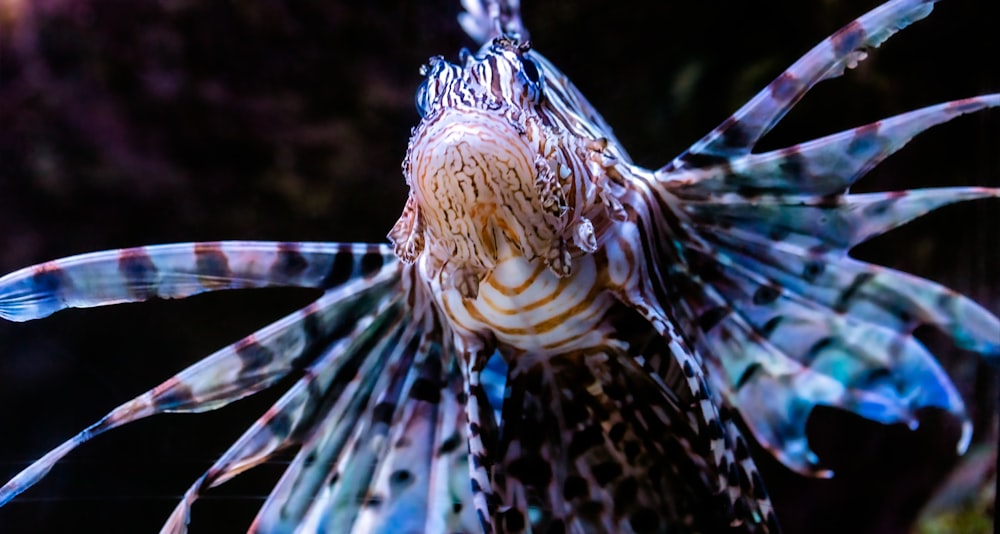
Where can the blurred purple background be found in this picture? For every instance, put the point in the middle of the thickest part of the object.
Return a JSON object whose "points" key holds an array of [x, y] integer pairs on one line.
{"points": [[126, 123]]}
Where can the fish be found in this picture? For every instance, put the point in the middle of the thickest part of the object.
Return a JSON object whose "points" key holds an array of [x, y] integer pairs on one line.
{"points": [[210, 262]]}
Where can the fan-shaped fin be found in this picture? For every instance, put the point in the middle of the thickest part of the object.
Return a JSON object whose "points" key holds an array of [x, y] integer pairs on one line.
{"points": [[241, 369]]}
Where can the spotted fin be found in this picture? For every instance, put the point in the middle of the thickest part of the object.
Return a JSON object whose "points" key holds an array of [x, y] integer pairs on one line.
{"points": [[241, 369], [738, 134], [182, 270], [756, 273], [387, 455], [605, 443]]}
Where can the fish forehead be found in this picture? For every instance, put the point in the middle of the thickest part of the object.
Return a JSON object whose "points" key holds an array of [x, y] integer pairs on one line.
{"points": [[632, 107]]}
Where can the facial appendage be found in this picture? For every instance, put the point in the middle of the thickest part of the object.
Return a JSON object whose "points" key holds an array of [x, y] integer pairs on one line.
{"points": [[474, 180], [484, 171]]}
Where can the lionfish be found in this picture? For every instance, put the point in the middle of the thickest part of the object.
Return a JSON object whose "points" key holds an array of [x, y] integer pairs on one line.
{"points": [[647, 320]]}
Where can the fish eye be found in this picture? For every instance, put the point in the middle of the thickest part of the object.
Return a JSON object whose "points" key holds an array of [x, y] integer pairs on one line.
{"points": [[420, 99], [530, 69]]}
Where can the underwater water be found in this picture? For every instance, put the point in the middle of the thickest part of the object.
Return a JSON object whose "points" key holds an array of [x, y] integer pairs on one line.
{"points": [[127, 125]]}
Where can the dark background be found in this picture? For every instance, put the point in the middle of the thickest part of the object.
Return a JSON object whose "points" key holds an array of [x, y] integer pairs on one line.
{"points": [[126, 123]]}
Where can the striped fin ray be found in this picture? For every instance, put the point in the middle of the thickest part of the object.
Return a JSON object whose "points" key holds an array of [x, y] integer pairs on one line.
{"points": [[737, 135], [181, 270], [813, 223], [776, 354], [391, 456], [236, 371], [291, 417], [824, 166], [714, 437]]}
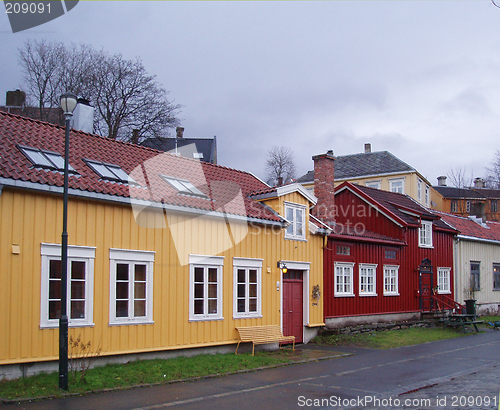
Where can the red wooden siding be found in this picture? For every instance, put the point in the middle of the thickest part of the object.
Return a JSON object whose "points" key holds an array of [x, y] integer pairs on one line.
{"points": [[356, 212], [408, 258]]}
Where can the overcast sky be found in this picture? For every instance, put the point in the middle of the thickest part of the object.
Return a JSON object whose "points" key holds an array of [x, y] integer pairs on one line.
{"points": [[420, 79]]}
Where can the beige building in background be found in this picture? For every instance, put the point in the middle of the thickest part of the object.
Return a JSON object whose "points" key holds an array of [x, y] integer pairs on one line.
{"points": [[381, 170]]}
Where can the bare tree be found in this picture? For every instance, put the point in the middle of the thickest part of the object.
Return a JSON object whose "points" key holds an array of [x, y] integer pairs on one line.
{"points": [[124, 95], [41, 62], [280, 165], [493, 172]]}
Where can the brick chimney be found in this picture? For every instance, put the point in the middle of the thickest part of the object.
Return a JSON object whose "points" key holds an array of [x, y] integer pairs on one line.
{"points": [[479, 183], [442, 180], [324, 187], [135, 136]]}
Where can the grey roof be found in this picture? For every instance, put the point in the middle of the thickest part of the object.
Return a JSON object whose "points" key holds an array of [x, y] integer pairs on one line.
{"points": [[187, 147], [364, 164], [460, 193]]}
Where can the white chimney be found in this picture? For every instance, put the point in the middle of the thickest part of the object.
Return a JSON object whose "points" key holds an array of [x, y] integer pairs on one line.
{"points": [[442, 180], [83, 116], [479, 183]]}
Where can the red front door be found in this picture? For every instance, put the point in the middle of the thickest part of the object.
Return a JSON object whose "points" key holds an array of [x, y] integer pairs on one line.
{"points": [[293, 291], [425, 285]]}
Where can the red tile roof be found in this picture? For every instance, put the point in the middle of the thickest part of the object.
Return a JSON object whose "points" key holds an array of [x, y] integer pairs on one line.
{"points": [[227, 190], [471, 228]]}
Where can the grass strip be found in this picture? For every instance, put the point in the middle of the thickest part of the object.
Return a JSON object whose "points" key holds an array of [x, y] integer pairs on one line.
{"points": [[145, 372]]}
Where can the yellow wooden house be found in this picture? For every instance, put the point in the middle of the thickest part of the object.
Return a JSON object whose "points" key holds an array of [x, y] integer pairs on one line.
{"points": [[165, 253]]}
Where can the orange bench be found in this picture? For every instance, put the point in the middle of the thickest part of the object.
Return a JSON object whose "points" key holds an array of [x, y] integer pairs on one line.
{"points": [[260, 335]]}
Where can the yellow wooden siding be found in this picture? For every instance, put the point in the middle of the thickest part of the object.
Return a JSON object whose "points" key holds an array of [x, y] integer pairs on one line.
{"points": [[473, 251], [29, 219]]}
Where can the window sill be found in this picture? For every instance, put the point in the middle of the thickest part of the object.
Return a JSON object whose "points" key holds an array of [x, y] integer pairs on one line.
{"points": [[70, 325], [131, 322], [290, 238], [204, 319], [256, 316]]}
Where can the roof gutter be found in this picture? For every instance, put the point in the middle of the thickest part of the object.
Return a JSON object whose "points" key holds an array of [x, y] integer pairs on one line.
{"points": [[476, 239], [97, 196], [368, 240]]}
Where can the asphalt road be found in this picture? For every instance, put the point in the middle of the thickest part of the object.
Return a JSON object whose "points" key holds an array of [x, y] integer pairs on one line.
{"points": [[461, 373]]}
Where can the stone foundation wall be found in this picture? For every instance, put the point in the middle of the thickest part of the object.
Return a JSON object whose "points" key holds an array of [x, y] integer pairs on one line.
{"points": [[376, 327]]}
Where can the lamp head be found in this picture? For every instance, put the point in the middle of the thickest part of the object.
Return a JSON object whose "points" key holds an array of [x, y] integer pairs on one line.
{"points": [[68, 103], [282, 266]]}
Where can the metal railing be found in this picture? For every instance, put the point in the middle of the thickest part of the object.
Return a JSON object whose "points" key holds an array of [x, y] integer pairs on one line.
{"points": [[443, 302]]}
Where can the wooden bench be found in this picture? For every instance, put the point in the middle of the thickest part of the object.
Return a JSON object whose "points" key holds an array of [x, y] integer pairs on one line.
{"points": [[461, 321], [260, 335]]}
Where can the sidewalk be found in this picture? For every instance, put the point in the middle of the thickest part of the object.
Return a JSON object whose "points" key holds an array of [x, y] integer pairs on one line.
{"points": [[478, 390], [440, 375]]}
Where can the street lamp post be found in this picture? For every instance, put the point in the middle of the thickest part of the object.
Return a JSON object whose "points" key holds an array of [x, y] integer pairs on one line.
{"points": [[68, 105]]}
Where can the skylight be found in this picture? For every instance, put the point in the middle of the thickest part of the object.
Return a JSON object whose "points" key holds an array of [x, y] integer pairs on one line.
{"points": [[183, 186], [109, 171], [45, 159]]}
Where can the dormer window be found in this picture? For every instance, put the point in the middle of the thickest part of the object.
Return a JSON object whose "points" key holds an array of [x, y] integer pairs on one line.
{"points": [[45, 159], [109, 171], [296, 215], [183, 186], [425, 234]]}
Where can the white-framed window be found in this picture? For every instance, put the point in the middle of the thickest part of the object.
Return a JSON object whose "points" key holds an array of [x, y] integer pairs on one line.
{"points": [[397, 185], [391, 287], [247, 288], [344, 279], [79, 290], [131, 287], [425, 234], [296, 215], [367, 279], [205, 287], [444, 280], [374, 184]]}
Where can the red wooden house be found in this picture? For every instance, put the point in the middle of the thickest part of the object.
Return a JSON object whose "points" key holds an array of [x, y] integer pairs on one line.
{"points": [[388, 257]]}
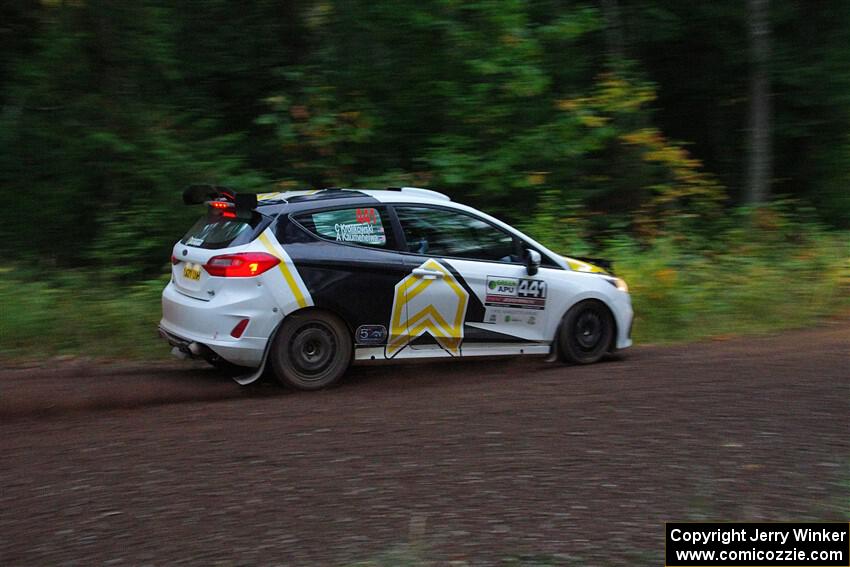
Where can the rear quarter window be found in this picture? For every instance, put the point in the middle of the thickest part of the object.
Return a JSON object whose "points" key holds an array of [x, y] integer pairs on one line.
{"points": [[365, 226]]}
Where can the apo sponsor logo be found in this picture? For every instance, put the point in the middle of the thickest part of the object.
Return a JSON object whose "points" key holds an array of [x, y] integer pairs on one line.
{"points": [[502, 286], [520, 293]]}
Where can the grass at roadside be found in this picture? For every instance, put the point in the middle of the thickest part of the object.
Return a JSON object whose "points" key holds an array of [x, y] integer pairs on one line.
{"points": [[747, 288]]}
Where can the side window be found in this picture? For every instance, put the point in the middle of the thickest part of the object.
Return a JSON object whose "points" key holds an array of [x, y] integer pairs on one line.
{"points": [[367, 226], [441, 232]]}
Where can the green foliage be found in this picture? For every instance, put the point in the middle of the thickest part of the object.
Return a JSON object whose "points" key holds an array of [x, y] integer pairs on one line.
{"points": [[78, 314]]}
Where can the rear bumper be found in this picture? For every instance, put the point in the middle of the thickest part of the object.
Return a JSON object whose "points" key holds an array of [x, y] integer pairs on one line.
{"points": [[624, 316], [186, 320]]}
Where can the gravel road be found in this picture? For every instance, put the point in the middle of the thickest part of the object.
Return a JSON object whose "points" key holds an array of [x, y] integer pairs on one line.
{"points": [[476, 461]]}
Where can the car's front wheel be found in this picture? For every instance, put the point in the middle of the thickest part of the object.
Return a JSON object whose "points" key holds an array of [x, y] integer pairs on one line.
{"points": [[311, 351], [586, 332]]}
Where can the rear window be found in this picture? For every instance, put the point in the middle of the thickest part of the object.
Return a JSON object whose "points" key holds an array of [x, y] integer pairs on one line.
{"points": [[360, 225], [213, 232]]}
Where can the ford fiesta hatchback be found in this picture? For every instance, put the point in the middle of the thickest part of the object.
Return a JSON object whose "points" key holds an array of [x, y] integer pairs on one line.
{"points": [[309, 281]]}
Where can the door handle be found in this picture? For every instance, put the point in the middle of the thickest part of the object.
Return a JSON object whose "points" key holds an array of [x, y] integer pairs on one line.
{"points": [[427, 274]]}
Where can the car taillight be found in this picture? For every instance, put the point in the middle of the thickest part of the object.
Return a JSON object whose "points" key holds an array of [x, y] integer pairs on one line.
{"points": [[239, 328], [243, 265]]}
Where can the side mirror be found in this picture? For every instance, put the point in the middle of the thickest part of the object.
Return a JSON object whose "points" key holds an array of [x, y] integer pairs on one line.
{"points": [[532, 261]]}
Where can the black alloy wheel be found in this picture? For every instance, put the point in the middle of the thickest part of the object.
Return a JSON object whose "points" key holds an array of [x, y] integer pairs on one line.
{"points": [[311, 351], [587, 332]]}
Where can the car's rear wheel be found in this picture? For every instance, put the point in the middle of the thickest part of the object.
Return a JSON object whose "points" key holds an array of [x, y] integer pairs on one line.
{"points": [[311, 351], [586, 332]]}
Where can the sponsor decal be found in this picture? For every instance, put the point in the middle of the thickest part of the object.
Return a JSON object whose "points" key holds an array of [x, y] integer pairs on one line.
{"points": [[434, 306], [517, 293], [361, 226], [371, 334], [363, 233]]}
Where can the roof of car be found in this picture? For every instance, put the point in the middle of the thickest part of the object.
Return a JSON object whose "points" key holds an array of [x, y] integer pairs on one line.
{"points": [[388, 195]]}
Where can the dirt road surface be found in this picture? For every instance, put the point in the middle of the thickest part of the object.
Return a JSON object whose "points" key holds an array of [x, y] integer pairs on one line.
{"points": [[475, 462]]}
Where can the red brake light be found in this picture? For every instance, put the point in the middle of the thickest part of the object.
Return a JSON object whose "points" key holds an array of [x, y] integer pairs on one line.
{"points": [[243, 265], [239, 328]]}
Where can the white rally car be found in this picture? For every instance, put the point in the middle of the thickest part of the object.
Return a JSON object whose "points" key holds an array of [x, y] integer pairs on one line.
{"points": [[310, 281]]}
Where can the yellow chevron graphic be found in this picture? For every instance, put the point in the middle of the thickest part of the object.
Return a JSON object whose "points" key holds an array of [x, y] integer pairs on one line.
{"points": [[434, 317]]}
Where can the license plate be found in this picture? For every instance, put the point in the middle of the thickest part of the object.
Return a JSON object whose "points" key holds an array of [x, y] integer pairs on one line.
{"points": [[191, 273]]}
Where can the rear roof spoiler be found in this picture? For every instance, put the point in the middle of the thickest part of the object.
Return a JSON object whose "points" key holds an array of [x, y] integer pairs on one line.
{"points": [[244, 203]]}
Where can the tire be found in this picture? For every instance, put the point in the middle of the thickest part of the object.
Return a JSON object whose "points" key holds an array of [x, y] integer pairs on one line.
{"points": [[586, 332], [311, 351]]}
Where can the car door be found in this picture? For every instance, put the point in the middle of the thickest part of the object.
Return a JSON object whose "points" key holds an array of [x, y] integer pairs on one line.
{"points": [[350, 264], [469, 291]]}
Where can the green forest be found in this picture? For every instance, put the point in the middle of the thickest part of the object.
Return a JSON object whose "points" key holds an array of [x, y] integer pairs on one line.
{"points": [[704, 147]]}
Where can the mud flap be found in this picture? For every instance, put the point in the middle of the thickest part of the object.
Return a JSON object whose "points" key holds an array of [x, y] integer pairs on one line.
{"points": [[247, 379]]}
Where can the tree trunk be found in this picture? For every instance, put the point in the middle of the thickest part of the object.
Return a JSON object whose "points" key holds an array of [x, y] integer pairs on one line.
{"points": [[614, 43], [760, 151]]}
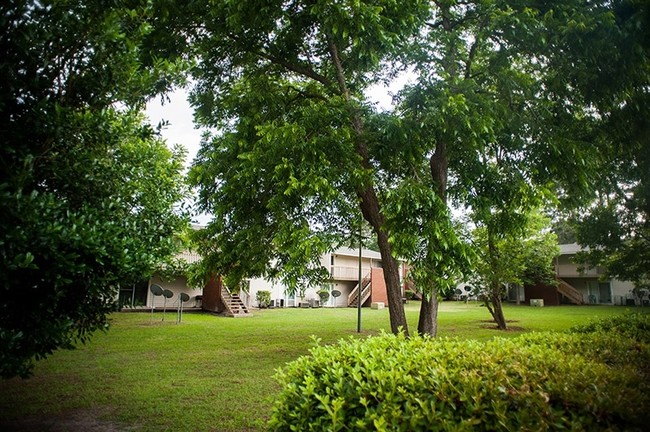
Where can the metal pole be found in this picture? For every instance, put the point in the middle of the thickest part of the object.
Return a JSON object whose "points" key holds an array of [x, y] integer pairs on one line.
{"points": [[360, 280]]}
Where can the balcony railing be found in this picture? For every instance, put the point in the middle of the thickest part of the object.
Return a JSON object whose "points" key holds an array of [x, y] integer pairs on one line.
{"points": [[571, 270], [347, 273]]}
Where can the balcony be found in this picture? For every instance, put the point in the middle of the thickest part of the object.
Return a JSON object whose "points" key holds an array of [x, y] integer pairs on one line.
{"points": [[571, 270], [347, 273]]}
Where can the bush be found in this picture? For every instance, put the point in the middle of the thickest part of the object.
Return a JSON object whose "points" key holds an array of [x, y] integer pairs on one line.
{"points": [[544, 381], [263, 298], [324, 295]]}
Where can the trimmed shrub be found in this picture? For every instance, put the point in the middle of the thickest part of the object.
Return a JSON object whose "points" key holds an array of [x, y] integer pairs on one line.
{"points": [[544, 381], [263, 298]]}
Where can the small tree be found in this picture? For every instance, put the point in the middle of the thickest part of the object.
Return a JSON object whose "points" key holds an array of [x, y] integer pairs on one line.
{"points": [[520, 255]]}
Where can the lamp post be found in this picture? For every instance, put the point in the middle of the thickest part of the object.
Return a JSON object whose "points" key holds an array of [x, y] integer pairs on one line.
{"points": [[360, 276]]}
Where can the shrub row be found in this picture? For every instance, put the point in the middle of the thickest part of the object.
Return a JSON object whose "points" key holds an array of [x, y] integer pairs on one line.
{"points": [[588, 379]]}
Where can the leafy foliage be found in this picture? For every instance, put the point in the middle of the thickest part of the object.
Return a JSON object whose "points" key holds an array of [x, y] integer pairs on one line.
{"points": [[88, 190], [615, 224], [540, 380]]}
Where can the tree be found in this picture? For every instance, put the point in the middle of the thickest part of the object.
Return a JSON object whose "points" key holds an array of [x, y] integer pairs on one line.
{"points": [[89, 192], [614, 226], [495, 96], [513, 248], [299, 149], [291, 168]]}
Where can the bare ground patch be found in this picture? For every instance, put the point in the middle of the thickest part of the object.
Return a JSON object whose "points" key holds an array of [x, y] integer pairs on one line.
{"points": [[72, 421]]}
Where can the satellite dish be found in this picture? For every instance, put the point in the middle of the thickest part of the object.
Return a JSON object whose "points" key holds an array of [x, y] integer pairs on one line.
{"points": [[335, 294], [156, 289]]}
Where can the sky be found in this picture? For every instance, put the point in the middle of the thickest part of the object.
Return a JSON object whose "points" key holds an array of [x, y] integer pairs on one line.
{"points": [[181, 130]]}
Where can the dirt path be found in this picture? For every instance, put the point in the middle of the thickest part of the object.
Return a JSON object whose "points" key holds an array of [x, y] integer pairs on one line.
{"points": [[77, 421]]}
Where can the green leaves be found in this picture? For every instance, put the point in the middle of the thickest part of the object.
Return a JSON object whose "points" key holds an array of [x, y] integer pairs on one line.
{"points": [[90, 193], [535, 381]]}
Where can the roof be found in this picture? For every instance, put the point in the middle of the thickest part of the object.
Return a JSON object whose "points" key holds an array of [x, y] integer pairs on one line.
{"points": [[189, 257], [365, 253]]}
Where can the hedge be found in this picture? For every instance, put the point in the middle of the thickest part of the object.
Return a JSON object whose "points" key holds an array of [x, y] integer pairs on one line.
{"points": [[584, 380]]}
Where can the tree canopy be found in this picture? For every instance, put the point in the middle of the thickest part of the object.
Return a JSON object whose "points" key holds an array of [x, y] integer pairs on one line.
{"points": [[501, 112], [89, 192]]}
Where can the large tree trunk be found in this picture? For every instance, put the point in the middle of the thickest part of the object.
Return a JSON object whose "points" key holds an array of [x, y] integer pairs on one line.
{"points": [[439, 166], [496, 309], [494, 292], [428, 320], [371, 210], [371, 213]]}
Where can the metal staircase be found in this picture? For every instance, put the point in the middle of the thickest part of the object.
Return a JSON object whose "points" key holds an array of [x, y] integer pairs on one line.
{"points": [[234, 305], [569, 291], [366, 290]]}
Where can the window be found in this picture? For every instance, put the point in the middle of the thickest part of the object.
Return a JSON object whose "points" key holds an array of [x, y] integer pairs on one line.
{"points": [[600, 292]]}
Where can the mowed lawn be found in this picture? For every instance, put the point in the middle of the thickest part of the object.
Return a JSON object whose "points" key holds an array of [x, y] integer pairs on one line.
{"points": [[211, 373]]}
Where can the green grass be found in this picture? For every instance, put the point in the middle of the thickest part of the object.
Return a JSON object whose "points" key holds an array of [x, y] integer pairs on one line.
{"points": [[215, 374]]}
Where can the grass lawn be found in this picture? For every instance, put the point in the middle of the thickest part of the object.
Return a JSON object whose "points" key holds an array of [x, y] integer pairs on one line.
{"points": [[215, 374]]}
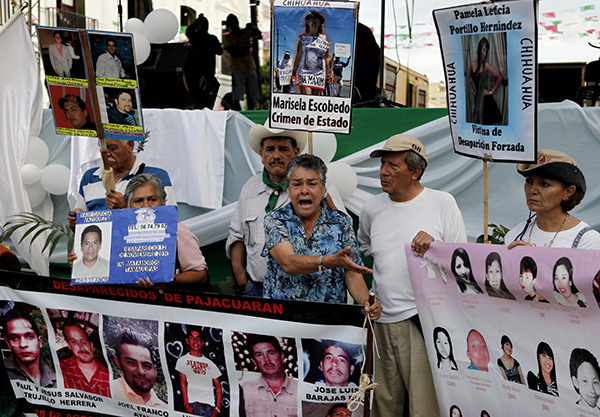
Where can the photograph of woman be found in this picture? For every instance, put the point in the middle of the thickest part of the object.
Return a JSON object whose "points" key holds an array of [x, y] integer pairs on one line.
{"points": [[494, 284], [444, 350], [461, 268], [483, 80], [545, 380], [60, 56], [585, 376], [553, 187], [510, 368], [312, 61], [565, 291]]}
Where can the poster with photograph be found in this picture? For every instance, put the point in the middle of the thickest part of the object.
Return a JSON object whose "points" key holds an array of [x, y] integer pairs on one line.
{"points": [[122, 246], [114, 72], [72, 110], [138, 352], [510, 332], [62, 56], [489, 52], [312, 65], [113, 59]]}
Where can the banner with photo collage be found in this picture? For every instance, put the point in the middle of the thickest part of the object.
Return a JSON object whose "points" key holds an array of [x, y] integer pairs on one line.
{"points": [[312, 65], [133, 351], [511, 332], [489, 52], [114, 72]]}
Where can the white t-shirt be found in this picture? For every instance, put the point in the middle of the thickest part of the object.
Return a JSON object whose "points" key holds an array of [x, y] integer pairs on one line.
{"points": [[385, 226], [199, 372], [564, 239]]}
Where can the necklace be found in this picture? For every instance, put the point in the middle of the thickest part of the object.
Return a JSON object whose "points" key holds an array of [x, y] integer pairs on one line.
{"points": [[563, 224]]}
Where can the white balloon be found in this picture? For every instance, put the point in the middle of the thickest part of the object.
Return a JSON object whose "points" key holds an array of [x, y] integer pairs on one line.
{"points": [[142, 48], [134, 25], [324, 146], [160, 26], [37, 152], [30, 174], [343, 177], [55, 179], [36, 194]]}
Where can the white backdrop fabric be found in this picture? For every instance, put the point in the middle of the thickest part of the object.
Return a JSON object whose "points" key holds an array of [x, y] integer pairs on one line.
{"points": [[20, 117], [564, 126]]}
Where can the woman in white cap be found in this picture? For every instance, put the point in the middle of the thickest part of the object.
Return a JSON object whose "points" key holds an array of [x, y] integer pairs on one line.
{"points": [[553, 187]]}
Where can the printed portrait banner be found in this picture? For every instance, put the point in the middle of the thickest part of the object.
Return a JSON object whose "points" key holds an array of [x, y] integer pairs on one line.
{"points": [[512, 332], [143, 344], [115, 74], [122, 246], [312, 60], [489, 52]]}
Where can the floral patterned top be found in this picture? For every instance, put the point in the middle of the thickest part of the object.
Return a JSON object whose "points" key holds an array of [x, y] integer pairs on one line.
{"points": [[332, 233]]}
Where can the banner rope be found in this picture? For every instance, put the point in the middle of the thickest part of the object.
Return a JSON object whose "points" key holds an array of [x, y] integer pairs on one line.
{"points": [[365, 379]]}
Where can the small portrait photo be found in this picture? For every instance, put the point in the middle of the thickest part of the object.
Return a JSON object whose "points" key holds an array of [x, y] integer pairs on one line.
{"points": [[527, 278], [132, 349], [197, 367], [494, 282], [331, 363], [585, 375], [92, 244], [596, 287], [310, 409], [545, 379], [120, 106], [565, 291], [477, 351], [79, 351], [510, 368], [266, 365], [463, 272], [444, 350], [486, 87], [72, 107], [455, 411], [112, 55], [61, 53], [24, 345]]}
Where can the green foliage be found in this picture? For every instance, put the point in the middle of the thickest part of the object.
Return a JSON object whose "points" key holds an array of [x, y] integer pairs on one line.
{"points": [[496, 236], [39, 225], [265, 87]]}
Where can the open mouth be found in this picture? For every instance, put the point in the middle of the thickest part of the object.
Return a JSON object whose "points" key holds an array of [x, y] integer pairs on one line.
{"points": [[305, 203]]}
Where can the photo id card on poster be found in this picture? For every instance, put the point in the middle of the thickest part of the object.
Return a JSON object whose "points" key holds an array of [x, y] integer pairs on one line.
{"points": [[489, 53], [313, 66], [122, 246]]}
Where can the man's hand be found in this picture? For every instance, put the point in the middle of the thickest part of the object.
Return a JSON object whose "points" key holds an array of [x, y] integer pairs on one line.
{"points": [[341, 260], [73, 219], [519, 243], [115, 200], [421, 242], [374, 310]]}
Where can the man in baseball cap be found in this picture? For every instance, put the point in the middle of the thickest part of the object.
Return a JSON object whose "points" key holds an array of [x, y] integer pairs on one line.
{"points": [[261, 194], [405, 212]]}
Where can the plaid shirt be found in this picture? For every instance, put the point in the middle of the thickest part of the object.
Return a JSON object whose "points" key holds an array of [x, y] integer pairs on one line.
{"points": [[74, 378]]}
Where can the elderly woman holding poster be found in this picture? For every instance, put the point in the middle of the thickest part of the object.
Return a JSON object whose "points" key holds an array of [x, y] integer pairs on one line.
+-------+
Give only the number of lines in the entries above that hold the string "dirt".

## Task response
2